SELECTED EXCERPT:
#####
Cataract Surgery

Cataract Resources

Cataract Surgery Guide is dedicated to providing quality cataract information. Our cataract resource has information on how cataracts affect vision during aging. Our Cataract guide will explain what to expect after cataract surgery and what complications can occur during cataract surgery. We discuss tips to avoid cataracts and ways to learn about reversing cataracts. Discover how short cataract surgery recovery time is, and get information about cataract lens price. Cataract surgery is one of the most common vision correction surgeries performed annually. Cataracts are the world's most common cause of blindness. Cataract Surgery Guide is your tool to help when you consult a licensed cataract surgeon.

What are Cataracts?

Cataracts are a clouding of the eye's lens. Cataract surgery removes this clouding, which occurs in virtually all people as they grow older. Like a film over the lens, over time cataracts begin to cause problems with vision. Often people notice a blurring when they read or notice that they cannot see as clearly at a distance.

Today, patients with cataracts have many options. Cataract surgery is one of the most common surgeries preformed in the U.S. and is a very quick surgery to perform. Recovery times for cataract surgery are in the weeks, and often people can go back to reading immediately afterward.
#####
Dataset records

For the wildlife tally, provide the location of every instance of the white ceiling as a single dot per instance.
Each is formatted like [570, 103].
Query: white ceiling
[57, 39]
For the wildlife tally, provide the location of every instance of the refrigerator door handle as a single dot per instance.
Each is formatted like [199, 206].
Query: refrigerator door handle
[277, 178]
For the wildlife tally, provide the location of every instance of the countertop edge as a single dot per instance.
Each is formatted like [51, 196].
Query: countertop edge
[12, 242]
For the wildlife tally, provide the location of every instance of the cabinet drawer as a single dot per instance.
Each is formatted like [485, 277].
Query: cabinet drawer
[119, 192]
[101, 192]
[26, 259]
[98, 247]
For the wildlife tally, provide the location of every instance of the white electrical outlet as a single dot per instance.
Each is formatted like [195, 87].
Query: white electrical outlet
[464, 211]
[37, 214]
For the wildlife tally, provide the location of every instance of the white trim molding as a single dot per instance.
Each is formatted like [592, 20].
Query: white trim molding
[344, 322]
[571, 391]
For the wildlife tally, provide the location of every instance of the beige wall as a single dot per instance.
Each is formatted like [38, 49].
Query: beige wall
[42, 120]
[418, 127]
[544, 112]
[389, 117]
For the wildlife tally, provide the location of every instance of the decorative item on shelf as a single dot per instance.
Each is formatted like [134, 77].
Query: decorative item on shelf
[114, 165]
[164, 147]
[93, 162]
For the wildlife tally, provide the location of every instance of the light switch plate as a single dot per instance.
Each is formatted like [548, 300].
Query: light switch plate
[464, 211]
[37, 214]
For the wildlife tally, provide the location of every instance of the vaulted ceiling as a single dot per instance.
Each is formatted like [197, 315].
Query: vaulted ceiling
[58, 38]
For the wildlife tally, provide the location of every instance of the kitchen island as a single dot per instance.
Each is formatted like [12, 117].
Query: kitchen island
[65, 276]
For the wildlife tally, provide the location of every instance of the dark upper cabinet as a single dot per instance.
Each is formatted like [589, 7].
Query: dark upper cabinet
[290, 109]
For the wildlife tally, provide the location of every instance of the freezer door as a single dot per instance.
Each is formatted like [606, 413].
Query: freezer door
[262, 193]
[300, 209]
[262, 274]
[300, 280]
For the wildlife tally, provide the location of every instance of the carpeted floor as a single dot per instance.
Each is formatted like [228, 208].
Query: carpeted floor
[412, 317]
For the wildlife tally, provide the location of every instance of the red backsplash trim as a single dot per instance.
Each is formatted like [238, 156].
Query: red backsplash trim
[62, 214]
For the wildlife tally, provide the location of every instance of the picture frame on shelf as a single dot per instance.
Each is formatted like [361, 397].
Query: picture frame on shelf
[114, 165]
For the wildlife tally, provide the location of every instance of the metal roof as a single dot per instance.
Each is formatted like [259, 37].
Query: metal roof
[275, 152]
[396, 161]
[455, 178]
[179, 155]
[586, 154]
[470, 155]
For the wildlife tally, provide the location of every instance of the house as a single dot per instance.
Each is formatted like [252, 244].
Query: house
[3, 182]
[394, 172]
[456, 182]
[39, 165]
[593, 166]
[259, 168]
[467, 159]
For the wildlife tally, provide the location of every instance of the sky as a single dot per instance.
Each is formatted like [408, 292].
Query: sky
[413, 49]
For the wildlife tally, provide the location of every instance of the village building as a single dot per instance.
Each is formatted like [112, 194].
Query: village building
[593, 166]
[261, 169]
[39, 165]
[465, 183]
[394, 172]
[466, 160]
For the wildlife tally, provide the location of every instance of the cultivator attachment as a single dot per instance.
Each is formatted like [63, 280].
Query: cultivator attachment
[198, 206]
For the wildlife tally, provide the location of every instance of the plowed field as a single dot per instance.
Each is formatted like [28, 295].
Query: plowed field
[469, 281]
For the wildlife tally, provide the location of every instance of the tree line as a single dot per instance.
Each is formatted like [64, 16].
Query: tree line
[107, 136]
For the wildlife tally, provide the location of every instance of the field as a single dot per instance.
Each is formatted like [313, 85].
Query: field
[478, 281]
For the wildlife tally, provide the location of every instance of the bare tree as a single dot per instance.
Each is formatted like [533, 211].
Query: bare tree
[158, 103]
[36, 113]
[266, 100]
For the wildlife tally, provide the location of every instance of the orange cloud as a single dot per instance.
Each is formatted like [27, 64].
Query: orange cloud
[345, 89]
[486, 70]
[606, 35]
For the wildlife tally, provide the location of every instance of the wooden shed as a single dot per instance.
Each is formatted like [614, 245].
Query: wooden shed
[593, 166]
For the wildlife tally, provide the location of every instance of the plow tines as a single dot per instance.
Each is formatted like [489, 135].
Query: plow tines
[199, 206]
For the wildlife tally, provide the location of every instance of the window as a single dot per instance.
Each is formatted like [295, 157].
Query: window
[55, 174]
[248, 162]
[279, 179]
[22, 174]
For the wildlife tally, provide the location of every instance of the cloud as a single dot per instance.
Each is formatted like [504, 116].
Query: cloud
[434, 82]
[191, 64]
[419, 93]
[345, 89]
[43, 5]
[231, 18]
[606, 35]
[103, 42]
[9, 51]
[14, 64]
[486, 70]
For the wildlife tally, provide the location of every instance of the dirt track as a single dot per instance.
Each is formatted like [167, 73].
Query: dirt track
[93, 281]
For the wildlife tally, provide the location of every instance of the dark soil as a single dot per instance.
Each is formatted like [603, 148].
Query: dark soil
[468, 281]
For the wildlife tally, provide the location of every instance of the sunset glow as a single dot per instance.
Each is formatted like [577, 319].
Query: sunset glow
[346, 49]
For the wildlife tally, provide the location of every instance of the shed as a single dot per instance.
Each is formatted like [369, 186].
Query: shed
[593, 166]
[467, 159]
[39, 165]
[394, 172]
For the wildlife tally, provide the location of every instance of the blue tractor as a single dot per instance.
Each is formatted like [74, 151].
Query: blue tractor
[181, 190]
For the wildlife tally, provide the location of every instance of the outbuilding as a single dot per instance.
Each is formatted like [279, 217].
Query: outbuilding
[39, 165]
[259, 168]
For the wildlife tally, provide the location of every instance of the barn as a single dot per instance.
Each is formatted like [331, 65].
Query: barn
#####
DIRECTIONS: Resume the cataract surgery page with new sentences that follow its final line.

YOUR RESPONSE:
Cataract Surgery Lens Options

In the past, cataract surgery would involve placing a standard IOL (intra ocular lens) into the eye to replace the natural lens being removed. Cataract surgery left patients with few options before surgery and even fewer afterward. Glasses were almost always required to read after surgery.

Today, cataract patients are beginning to have more choices when it comes to choosing the type of lens they receive. Multi-focal IOL's, or lenses that have multiple viewing area's, are becoming more and more common. These lenses do not accommodate, or change shape, like the natural eye's lens. They do however provide vision at multiple distances with less dependence on glasses after surgery.

Accommodating Lenses, or lenses that shift or change shape, will be the lens of tomorrow. Many of these lenses are still in trials but the future looks very promising. Given the expected rise in cataract surgery over the next 10-15 years, this is a field expected to continue growing rapidly.